» Suas tarefas:
1. Duplique, sem nenhuma alteração, a parte da resenha sobre o livro Crianças Francesas Comem de Tudo que vai de "A autora, a" até "para a cozinha.", ambos incluídos.
2. Retome a resenha sobre o livro Crianças Francesas Comem de Tudo a partir do ponto em que ela termina, dando sequência ao texto.

Eu não tenho filhos, então não sei ao certo o que me levou a olhar para este livro e me interessar. O que eu sei é que a partir do momento que li a primeira página de Crianças Francesas Comem de Tudo (editora Alaúde), entendi que não se tratava apenas de um livro sobre crianças: na verdade, ele fala sobre a relação do ser humano com a comida.

A autora, a canadense Karen Le Billon, conta de uma maneira muito leve, mas ao mesmo tempo bastante instrutiva, sobre a temporada que viveu na França e viu todas as suas crenças relacionadas ao ato de comer serem testadas.

Quando se trata de abandonar hábitos alimentares antigos, vejo muita gente apegada a frases como: “se eu comi sempre errado, não é agora que vou mudar”; “não tenho tempo para cozinhar”; “nunca gostei de frutas”; e por aí vai. Quando se tem filho, todas estas certezas acabam respingando neles.

E é aí que começa um ciclo sem fim de concessões, exclusão de diversos vegetais do cardápio e, na mesma proporção, a inclusão dos industrializados, que são bonitinhos, têm um sabor que engana o cérebro e, além de tudo, sáo práticos: a palavra mágica para quem não tem tempo para ir para a cozinha.

» Dados fornecidos:

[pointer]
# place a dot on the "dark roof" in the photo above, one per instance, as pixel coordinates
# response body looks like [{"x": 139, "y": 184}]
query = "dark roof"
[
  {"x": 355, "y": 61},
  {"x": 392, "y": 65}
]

* * *

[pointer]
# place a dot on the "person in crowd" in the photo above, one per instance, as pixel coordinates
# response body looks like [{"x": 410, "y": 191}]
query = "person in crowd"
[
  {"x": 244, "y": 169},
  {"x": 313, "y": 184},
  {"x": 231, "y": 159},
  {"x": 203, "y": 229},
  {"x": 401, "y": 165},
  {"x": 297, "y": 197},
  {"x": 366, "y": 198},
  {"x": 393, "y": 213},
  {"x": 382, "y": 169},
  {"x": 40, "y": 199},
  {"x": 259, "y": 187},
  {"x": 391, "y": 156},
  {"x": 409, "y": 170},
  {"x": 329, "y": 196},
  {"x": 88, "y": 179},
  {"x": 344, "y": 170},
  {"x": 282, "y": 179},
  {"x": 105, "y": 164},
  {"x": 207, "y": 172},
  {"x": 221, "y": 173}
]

» Conjunto de respostas:
1.
A autora, a canadense Karen Le Billon, conta de uma maneira muito leve, mas ao mesmo tempo bastante instrutiva, sobre a temporada que viveu na França e viu todas as suas crenças relacionadas ao ato de comer serem testadas.

Quando se trata de abandonar hábitos alimentares antigos, vejo muita gente apegada a frases como: “se eu comi sempre errado, não é agora que vou mudar”; “não tenho tempo para cozinhar”; “nunca gostei de frutas”; e por aí vai. Quando se tem filho, todas estas certezas acabam respingando neles.

E é aí que começa um ciclo sem fim de concessões, exclusão de diversos vegetais do cardápio e, na mesma proporção, a inclusão dos industrializados, que são bonitinhos, têm um sabor que engana o cérebro e, além de tudo, sáo práticos: a palavra mágica para quem não tem tempo para ir para a cozinha.

2.
O interessante deste livro é que a própria Karen pensava assim – se identificava muito com a cultura americana, do consumo rápido, pouco saudável e artificial. Mas quando viu que as crianças francesas, de fato, comiam de tudo, encarou o desafio de criar uma nova relação com a “comida de verdade”, que resultou em pratos mais saudáveis, saborosos e com pouca coisa industrializada – algo benéfico não só para as pequenas, mas para a família toda.

A seguir, uma pequena entrevista que fiz por e-mail com a autora.

 

Na sua opinião, o que falta para pais e mães alimentarem seus filhos bem?
Esta é uma boa questão, e também complicada. Na verdade este é o tema principal do meu novo livro, Getting to Yum [ainda sem título no Brasil, o livro será publicado em 2015 pela editora Alaúde]. Uma resposta simples é: os pais não têm tempo, dinheiro, habilidades e uma comunidade em que a alimentação saudável é priorizada. A pressão do marketing é outra questão difícil. Essa combinação faz com que seja um desafio alimentar as crianças bem, e também ensiná-los a amar os alimentos saudáveis.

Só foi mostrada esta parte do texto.